▸ Prompt: An exact copy of the listing below is needed, with no pictures in it.
====== Listed entries ======
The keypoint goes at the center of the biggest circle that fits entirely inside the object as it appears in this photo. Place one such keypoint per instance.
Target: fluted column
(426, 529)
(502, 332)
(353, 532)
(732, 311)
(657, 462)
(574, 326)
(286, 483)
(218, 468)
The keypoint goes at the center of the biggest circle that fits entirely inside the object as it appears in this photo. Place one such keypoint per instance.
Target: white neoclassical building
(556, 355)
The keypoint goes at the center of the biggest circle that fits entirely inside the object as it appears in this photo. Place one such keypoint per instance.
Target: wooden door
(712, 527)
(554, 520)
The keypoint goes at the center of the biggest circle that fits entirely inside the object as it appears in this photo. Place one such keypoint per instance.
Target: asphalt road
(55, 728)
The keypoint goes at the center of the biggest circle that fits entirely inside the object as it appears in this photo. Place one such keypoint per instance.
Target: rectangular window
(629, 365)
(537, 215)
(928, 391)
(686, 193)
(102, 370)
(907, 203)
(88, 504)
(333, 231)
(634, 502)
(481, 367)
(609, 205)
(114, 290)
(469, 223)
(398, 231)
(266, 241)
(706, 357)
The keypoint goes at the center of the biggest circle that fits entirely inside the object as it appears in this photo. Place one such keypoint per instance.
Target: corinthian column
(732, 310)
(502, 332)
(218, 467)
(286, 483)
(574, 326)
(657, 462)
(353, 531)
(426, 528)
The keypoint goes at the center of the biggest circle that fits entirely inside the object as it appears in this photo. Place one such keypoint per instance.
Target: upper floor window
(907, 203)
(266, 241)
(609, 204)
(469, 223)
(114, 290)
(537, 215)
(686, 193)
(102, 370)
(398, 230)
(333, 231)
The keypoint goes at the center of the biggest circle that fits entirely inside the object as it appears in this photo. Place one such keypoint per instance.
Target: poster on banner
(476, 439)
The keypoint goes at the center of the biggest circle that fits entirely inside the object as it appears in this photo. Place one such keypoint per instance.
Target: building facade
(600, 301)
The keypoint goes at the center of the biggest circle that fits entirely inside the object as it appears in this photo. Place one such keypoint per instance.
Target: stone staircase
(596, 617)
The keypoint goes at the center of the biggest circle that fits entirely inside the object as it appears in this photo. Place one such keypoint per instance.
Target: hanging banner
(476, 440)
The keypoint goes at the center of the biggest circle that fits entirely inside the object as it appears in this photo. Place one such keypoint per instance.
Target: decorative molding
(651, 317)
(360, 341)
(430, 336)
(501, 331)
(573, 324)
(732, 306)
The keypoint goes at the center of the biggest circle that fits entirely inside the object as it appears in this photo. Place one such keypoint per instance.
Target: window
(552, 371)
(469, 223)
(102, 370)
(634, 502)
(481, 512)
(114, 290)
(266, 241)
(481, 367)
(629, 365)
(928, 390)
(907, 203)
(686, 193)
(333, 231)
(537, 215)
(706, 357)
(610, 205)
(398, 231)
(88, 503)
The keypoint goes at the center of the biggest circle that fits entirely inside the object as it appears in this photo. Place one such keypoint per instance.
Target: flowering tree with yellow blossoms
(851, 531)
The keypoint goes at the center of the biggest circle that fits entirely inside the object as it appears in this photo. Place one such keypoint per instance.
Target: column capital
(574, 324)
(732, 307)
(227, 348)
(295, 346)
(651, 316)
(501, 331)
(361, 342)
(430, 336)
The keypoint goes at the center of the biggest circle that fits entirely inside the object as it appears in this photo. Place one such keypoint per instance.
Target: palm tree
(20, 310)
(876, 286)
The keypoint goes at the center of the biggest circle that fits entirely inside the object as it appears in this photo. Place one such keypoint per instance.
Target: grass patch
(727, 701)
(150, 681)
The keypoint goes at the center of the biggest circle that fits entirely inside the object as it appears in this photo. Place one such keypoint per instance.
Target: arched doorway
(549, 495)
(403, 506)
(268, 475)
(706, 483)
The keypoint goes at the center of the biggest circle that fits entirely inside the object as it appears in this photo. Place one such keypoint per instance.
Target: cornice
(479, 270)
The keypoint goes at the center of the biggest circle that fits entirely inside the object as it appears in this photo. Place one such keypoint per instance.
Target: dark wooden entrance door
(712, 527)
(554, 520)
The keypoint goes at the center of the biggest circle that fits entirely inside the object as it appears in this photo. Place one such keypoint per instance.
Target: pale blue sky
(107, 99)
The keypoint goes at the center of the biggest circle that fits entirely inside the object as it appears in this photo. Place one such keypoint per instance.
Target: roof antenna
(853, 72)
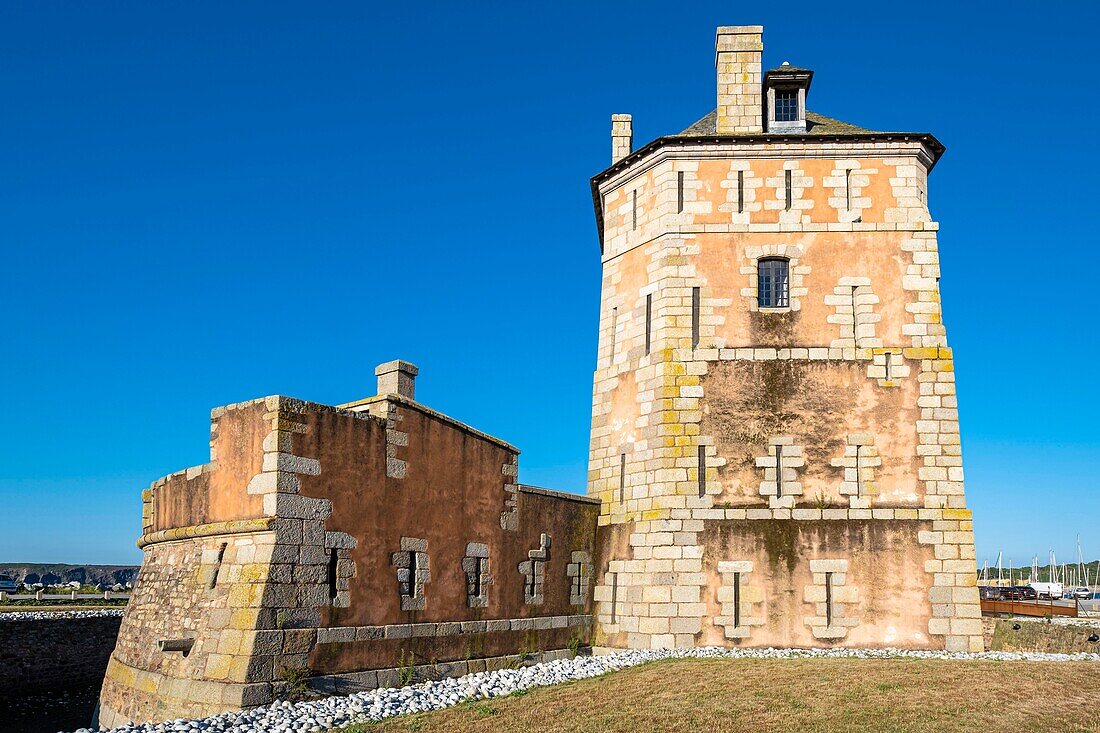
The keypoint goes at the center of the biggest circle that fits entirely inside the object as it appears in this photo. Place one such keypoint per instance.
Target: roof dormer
(787, 88)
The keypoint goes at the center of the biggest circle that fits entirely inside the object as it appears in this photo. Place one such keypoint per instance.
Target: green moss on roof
(816, 124)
======
▸ Worked solution:
The keypoint goes at the center of the biggest circle that fits entirely inside the object as it appears in this photo. Place one such keypoint per instance.
Target: fluted column
(426, 529)
(502, 332)
(353, 532)
(732, 311)
(657, 462)
(574, 326)
(286, 483)
(218, 468)
The keypoint goes at the center of the biggest circle that fits entirely inside the object as it appears in this photo. Place one such keypoint per instance.
Target: white neoclassical building
(556, 355)
The keypoint goes at the center of the biggest circle that fits entirely inside the object as it appears in this photo. Place one such keypoint per instance.
Target: wooden door
(712, 527)
(554, 520)
The keypoint goes at the center of the biggest circle that fits entirely inside the object as it appears in this photo. Place one such keypoint per instance.
Target: asphalt road
(55, 728)
The keypoint goes at the center of the biggest circle that fits entirely inside the object as it appears in this photo. Place one such keypoint per instance.
Target: rectangular window
(629, 365)
(537, 215)
(928, 391)
(686, 193)
(102, 370)
(907, 203)
(88, 504)
(333, 231)
(634, 502)
(481, 367)
(609, 205)
(114, 290)
(469, 223)
(398, 231)
(266, 241)
(706, 357)
The keypoint goes at the center of the biggest circle that fits entirely inside the object as it appears in this photo. Place one such keypoint per instance.
Target: corinthian column
(732, 310)
(502, 332)
(218, 467)
(286, 483)
(574, 326)
(657, 462)
(353, 531)
(426, 528)
The keypoint goes at the center of the biggest circle that fits entirely inside the object as it appears in this photo. Place one such keypoint per instance.
Target: upper floor window
(907, 203)
(266, 241)
(609, 204)
(469, 223)
(114, 290)
(537, 215)
(686, 193)
(102, 370)
(398, 230)
(333, 231)
The keypoint goes at the center of the biggest circle that fits entirely inside the object as it appears in this photo. Place one such keypoint per instance.
Target: poster on banner
(476, 439)
The keypoint goes at the center of the biggest circle that fits entirely inside the object as it appears in this photo. Place one such keypoint per instance.
Target: building facade
(600, 301)
The keypoint goes at the center of the biggest circle that fits entirely inside the object as it appears in this photo. Place one such keypoint per instance.
Target: stone staircase
(596, 617)
The keypoint goes at the center of the biggest circle that fits entirely inside the object as it appears in this photo. Place one such keypoint per instance.
Target: hanging banner
(476, 440)
The keypoint goes at the center of the biggest circle that fits entirely inside the object as it appears in this photo. Place one such keypoint per instance.
Target: decorative molding
(651, 317)
(360, 341)
(430, 336)
(501, 331)
(573, 324)
(732, 306)
The keypoint goes at the center of the biggest circle that fits entirely inside the object as it appears in this photo. Place one such keypoint per instance.
Target: window
(552, 371)
(469, 223)
(102, 370)
(634, 502)
(481, 512)
(114, 290)
(266, 241)
(481, 367)
(629, 365)
(928, 390)
(907, 203)
(686, 193)
(333, 231)
(537, 215)
(706, 357)
(610, 205)
(398, 231)
(88, 503)
The keypoint goes at the center of the biggest circle that fits entirely inside the object as it appears in this photo. Place one such keypoint per instance.
Target: flowering tree with yellow blossoms
(851, 531)
The keypoint goes at the center of the biggest circle that fits entirely inside the object as it appears in this photo. Place one such keypoint per instance.
Target: column capital
(574, 324)
(732, 307)
(227, 348)
(295, 346)
(651, 316)
(501, 331)
(361, 342)
(430, 336)
The keypoint goes at the center of the biggest circle that fits entirely inside the object as it appears in this photo. Place one such keypoint per instance.
Target: palm tree
(20, 310)
(876, 286)
The keypoint goes at the center of the biggest circle that fits entirely inside the object as it appears in this photo. Place one such keypoint per instance.
Target: grass patch
(727, 701)
(150, 681)
The keypoint goes at the center of the biggest circle that fits entirely inside the object as it appears in this photo. Place one such keypoint per instance.
Target: arched doorway
(549, 495)
(403, 506)
(268, 475)
(706, 483)
The keypoint goes at the center of the biggest circle that fits entirely inside the object as it appears in this photo. Place one such keypoint per instance.
Target: cornice
(479, 270)
The keypoint goes at the center of the biggest circle that fits entirely inside the object as it appears in this photo. Place one such keypoint per instance.
Target: dark wooden entrance door
(712, 527)
(554, 520)
The keypoint goes at the center of the biggest circle that fits entirely inside the object as it appears in this photo. Place one such keypoint per instance.
Target: pale blue sky
(107, 99)
The keypoint goes at the center of the biggest circle that fits entirely inside the object as it appears in this photo. Place one such keypoint per instance.
Target: roof antenna
(853, 72)
The keypoint goes at the center of the biggest circle that fits entirely inside the object as it appears in this photo. Place one such keypoint per instance.
Target: roof dormer
(787, 88)
The keypoint goes at the center of the biggest circle that fits entirely inside the object as it appears in this photo. Place one such keypoint per instance.
Target: green moss on roof
(816, 124)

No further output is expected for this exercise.